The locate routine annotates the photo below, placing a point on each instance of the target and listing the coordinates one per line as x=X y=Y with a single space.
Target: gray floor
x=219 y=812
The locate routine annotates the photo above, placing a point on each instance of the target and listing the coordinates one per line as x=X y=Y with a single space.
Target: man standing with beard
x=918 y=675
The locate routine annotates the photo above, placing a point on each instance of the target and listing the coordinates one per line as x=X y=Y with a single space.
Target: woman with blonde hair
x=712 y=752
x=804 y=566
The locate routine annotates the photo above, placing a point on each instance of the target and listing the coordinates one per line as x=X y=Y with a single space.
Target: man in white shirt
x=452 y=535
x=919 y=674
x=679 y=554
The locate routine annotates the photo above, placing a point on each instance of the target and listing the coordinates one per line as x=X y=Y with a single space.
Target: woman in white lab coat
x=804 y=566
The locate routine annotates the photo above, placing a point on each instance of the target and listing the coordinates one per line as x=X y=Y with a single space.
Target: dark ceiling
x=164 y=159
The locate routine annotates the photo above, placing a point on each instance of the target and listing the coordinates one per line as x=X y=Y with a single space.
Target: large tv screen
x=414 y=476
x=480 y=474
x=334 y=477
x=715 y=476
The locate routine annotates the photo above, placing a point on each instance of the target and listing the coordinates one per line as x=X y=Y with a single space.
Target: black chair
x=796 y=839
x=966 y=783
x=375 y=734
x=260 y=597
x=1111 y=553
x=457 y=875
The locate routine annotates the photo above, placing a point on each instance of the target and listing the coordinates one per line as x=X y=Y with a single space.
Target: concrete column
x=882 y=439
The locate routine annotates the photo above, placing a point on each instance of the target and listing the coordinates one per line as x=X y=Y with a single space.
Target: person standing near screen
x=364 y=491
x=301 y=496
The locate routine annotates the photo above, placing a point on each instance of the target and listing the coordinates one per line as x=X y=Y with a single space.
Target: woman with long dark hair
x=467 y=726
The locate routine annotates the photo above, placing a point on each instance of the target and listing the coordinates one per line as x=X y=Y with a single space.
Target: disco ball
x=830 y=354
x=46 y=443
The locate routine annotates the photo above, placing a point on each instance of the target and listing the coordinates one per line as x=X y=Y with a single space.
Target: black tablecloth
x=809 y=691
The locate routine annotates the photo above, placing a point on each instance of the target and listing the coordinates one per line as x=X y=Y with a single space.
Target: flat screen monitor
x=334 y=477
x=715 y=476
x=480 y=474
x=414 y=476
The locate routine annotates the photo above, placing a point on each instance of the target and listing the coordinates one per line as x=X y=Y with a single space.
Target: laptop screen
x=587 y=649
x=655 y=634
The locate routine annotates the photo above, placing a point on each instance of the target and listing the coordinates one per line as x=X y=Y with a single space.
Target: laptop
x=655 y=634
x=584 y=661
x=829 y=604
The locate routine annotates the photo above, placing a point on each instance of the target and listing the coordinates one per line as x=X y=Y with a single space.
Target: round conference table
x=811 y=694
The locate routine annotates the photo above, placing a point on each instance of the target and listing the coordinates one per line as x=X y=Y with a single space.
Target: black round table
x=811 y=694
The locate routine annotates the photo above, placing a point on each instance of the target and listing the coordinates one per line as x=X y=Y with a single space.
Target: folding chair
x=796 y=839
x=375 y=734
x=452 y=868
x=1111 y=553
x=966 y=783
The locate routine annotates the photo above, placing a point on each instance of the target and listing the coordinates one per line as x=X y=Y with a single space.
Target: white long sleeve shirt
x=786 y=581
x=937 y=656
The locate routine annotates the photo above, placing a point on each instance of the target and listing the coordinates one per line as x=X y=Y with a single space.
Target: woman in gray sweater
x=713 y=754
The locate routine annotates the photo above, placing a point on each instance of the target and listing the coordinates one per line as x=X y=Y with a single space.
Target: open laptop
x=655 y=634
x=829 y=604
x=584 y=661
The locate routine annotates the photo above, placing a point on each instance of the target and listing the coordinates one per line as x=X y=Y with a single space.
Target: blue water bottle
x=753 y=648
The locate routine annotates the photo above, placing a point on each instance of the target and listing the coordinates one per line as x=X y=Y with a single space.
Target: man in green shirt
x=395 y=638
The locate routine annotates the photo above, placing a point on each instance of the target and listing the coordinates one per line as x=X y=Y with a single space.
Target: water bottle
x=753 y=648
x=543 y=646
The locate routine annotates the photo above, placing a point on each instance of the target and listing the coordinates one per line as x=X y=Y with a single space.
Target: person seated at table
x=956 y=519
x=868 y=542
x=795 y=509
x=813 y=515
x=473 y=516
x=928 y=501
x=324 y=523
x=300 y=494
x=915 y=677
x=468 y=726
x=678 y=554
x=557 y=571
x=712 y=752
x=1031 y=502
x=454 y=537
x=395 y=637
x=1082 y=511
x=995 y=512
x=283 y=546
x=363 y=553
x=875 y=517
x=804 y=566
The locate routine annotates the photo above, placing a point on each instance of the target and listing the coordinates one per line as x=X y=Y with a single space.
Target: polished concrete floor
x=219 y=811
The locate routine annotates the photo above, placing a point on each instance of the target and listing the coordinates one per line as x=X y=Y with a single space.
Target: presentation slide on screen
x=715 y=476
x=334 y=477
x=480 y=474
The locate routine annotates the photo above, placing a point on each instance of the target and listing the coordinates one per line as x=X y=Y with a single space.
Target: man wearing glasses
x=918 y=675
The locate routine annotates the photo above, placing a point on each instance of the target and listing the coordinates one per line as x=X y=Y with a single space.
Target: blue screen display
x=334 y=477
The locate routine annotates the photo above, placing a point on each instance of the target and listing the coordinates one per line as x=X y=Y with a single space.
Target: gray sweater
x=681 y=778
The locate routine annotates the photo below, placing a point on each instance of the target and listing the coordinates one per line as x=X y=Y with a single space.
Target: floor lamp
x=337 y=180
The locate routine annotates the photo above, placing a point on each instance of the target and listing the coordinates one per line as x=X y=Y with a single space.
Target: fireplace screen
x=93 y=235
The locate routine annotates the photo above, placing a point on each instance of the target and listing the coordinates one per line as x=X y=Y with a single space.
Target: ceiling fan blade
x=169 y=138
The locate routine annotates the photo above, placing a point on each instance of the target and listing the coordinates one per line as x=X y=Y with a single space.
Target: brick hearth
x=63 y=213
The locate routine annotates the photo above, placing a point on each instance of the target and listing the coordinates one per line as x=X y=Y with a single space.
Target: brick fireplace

■ **THE TASK**
Using the material above, please reproduce each line exactly.

■ **REPLY TO THE EXERCISE**
The locate routine annotates the photo below, placing a point on each instance of the target and listing the coordinates one per line as x=X y=Y with a single space.
Target: gray floor
x=219 y=812
The locate routine annotates the photo above, placing a point on each instance of the target and listing the coordinates one per line as x=X y=Y with a single space.
Target: man standing with beard
x=918 y=675
The locate routine annotates the photo above, placing a point on each instance of the target and listing the coordinates one per line as x=X y=Y with a single space.
Target: woman with blonde hair
x=712 y=752
x=804 y=566
The locate routine annotates the photo above, placing a point on each instance of the target and listing the coordinates one per line as x=X y=Y with a single space.
Target: man in white shirt
x=452 y=535
x=919 y=674
x=679 y=554
The locate routine annotates the photo above, placing a point on each instance of the target and listing the coordinates one per line as x=X y=Y with a single space.
Target: woman in white lab coat
x=804 y=566
The locate routine annotates the photo above, placing a point on each instance of the target and listing the coordinates one per line as x=X y=Y with a single space.
Target: dark ceiling
x=164 y=159
The locate routine annotates the photo above, placing a point on each instance of the target and listing the coordinates one per line as x=X y=Y with a single space.
Target: large tv screen
x=414 y=476
x=480 y=474
x=334 y=477
x=715 y=476
The locate routine annotates the photo above, placing a point on each instance of the target and listing the coordinates one per line as x=X y=Y with a single space.
Target: black chair
x=796 y=839
x=966 y=783
x=375 y=734
x=260 y=597
x=1111 y=553
x=457 y=875
The locate routine annotates the photo above, placing a point on each instance of the target and listing the coordinates one per line as x=X y=Y with a single space.
Target: concrete column
x=882 y=439
The locate routine annotates the photo above, placing a point on each instance of the target and listing the coordinates one per line as x=X y=Y with a single space.
Target: person standing near screen
x=364 y=491
x=301 y=496
The locate routine annotates the photo above, placing a point on each instance of the target and listing the coordinates one per line as x=X y=Y with a single space.
Target: woman with long dark hair
x=467 y=726
The locate routine annotates the photo above, placing a point on each instance of the target and listing the coordinates one per line as x=X y=Y with a single space.
Target: disco ball
x=830 y=354
x=46 y=443
The locate routine annotates the photo above, placing a point on each instance of the target and listing the coordinates one per line as x=X y=Y with a single space.
Target: black tablecloth
x=809 y=691
The locate routine annotates the photo above, placing a point on each instance of the target and listing the coordinates one per line as x=X y=Y with a single space.
Target: flat screen monitor
x=334 y=477
x=715 y=476
x=480 y=474
x=414 y=476
The locate routine annotates the photo above, placing a point on each instance of the target and listing the coordinates one per line as x=X y=Y with a single space.
Target: laptop screen
x=587 y=649
x=655 y=634
The locate routine annotates the photo above, placing a point on each instance of the target and listing the coordinates one per line as x=X y=Y with a single space.
Target: laptop
x=655 y=634
x=584 y=661
x=829 y=604
The locate routine annotates the photo above, placing a point on each instance of the target and listing the coordinates one per line as x=X y=Y with a single space.
Target: round conference table
x=811 y=694
The locate routine annotates the photo above, placing a point on each instance of the target and listing the coordinates one per line as x=X y=Y with a single space.
Target: black round table
x=811 y=694
The locate routine annotates the photo above, placing a point on each instance of the target and listing the coordinates one per line as x=X y=Y with a single space.
Target: folding chair
x=796 y=839
x=375 y=734
x=452 y=868
x=1111 y=553
x=966 y=783
The locate routine annotates the photo above, placing a point on each instance of the target and listing the coordinates one per line as x=X y=Y with a single space.
Target: white long sleeve shirt
x=786 y=581
x=937 y=656
The locate routine annotates the photo above, placing a point on each instance of the target and listing the coordinates one per line as x=X y=Y with a single space.
Target: woman in gray sweater
x=713 y=754
The locate routine annotates the photo above, placing a point on each instance of the target and listing the coordinates one per line as x=X y=Y with a single space.
Target: open laptop
x=655 y=634
x=829 y=604
x=584 y=661
The locate routine annotates the photo above, placing a point on each instance of the target and listing the coordinates one per line as x=X y=Y with a single space.
Target: blue water bottle
x=753 y=648
The locate routine annotates the photo above, placing a point on each instance of the target and listing the coordinates one per line as x=X y=Y with a single space.
Target: man in green shirt
x=395 y=638
The locate routine annotates the photo above, placing a point on each instance of the target and listing the coordinates one per line as x=X y=Y with a single space.
Target: water bottle
x=753 y=648
x=543 y=646
The locate routine annotates the photo above, placing a point on each instance of the target and listing the coordinates one per line as x=X y=Y with a single space.
Target: person seated at table
x=956 y=519
x=868 y=542
x=795 y=509
x=813 y=515
x=473 y=516
x=928 y=501
x=324 y=523
x=300 y=494
x=915 y=677
x=468 y=726
x=678 y=554
x=557 y=571
x=712 y=752
x=1031 y=502
x=454 y=537
x=395 y=637
x=1082 y=511
x=995 y=512
x=283 y=546
x=363 y=553
x=875 y=517
x=804 y=566
The locate routine annotates the photo above, placing a point on each instance of the target and listing the coordinates one per line as x=X y=Y with a single space.
Target: polished concrete floor
x=219 y=811
The locate routine annotates the photo above, placing a point on each instance of the target and listing the coordinates one per line as x=X y=Y with a single space.
Target: presentation slide on screen
x=715 y=476
x=334 y=477
x=480 y=474
The locate routine annotates the photo above, placing a point on each instance of the target and listing the coordinates one per line as x=X y=Y with a single space.
Target: man wearing glasses
x=918 y=675
The locate routine annotates the photo above, placing a point on each instance of the target and listing the coordinates one per line as x=X y=Y with a single space.
Target: blue screen display
x=334 y=477
The locate routine annotates the photo above, placing a point on each instance of the target and listing the coordinates one per line as x=X y=Y with a single space.
Target: gray sweater
x=681 y=778
The locate routine annotates the photo below, placing a point on each instance of the target and listing the coordinates one per line as x=X y=Y with a single space.
Target: floor lamp
x=337 y=180
The locate routine annotates the photo above, placing a point on each instance of the target and listing the coordinates one per line as x=X y=Y with a single space.
Target: fireplace screen
x=93 y=235
The locate routine annotates the photo above, placing a point on each instance of the target and listing the coordinates one per line as x=X y=Y with a single space.
Target: ceiling fan blade
x=169 y=138
The locate routine annotates the photo above, placing a point on each instance of the target and listing the coordinates one per line as x=X y=Y with a single space.
Target: brick hearth
x=63 y=213
The locate routine annotates the photo above, placing a point on each instance of the target and listing the coordinates one per line as x=X y=Y with a single space.
Target: brick fireplace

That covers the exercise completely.